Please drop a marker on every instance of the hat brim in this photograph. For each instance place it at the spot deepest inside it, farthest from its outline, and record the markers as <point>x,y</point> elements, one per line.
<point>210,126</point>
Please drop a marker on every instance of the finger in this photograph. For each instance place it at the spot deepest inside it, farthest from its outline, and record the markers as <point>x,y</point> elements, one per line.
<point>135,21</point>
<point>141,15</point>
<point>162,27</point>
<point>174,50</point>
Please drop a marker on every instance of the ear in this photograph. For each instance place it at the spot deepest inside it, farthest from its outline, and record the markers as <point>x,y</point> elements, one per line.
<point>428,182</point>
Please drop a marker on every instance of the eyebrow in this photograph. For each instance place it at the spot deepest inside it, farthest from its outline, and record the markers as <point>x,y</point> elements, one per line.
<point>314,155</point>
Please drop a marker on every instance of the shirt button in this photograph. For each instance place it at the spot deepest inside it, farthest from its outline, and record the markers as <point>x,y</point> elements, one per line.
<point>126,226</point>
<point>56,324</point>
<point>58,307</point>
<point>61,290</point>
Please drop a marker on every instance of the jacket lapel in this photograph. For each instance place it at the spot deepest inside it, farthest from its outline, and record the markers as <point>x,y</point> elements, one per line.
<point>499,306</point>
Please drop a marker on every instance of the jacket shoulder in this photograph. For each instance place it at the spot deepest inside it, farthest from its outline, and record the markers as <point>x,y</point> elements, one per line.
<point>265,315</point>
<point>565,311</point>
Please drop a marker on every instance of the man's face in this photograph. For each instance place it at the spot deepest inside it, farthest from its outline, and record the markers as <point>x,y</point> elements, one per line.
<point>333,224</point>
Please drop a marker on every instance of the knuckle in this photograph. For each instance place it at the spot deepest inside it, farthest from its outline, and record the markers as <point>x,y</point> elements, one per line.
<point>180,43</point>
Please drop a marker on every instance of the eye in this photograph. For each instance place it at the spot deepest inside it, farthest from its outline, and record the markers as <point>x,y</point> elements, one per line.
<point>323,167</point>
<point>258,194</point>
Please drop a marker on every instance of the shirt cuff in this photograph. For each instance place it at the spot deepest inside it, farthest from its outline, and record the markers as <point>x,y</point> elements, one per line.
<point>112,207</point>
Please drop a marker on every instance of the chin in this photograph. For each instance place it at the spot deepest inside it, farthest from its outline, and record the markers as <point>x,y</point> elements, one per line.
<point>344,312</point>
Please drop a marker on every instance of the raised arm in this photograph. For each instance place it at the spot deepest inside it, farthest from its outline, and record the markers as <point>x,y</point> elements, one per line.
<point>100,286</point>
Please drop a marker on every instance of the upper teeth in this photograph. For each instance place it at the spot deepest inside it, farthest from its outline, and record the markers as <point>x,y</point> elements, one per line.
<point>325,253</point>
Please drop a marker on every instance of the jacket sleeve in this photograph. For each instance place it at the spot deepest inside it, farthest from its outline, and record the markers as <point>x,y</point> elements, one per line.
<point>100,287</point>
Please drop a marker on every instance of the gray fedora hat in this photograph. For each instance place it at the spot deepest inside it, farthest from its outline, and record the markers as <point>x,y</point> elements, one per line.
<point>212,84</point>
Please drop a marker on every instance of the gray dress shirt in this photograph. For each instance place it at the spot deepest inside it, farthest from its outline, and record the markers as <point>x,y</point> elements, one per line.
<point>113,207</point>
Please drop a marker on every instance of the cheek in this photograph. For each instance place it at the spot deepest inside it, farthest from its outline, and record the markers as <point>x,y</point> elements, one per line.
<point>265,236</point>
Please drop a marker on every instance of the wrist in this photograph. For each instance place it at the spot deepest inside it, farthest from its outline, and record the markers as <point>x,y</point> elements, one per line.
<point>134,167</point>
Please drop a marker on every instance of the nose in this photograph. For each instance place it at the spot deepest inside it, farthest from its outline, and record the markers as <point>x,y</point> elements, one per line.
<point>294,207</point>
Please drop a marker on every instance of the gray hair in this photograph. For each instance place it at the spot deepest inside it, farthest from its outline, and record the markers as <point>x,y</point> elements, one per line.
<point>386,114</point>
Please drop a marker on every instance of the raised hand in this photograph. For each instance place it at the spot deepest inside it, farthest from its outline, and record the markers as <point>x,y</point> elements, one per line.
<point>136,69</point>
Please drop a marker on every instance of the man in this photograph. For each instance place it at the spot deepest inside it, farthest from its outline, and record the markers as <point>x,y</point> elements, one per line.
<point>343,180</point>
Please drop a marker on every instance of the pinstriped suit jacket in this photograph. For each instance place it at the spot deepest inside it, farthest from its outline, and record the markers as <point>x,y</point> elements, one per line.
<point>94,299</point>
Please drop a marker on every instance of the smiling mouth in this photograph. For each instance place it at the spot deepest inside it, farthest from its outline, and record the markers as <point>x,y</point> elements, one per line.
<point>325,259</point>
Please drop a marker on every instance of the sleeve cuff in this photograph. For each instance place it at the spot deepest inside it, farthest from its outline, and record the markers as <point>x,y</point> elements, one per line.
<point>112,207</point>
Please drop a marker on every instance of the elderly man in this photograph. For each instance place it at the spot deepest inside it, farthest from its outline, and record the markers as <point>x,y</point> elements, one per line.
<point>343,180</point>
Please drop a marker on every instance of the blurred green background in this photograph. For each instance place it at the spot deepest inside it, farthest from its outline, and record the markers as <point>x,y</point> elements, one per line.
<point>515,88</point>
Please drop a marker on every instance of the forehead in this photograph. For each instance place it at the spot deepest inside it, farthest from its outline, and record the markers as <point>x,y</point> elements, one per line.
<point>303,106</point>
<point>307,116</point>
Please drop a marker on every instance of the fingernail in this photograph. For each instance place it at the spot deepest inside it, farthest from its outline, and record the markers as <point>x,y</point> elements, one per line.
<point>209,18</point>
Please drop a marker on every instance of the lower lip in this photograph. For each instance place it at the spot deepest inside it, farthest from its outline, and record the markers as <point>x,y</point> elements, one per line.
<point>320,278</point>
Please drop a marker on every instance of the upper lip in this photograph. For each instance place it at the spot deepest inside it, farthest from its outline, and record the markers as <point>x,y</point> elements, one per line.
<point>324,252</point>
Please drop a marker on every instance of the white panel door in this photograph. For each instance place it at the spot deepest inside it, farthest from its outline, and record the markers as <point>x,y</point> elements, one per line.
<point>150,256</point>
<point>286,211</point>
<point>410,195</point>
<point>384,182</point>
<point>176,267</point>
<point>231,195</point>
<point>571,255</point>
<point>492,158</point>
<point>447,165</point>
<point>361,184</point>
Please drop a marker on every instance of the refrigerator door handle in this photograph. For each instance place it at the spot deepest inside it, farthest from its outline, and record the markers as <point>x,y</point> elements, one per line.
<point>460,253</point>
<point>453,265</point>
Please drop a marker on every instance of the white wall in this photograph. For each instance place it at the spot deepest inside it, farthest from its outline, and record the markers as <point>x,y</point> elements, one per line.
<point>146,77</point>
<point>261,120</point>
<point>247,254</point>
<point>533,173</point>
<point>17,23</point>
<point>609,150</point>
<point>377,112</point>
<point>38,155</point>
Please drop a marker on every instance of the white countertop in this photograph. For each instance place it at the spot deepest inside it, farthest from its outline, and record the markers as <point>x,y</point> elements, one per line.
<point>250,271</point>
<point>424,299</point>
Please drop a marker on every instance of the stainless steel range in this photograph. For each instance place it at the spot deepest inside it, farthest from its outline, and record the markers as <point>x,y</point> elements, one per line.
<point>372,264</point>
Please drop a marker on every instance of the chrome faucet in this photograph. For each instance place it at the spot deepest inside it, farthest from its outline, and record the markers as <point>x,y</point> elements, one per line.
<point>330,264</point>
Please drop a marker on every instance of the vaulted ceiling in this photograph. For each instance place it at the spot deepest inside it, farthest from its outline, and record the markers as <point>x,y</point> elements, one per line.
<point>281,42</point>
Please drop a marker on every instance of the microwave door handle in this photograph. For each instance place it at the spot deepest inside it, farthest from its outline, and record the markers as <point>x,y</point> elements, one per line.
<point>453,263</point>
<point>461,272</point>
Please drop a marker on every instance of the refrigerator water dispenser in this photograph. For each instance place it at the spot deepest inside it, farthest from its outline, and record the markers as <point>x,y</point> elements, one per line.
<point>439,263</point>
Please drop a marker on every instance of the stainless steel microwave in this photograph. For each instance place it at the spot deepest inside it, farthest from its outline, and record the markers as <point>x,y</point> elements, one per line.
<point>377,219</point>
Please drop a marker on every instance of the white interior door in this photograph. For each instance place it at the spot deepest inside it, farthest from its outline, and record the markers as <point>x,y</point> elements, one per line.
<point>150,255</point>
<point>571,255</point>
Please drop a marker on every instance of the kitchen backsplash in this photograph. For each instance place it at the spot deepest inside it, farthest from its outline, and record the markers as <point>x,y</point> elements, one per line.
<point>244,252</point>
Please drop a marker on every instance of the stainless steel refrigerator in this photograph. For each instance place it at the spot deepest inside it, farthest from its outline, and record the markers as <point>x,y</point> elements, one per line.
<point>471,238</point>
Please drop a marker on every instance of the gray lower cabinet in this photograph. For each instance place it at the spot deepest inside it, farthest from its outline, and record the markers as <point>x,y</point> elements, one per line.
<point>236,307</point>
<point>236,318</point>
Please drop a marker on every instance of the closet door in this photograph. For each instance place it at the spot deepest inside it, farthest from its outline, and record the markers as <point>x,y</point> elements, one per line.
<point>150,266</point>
------------------------------------
Transcribe word for word the lines from the one holding "stainless steel refrigerator" to the last line of the listing above, inclusive.

Please drop a marker on every instance of the stainless steel refrigerator in this photograph. For each instance place it at the spot deepest inside it, farthest from its outline, and record the markers as <point>x,y</point> elements, one per line.
<point>471,238</point>
Please drop a marker on every instance of the gray lower cabinet in this photograph. For each instance place it at the spot deepest inside it, farthest from its outline, and record the markers as <point>x,y</point> elements, one per line.
<point>236,307</point>
<point>236,318</point>
Please drop a marker on every instance of the closet door in this photograph. For each instance place it at the spot deepest inside it, farthest from its outline, and record the markers as <point>x,y</point> elements, one per line.
<point>150,266</point>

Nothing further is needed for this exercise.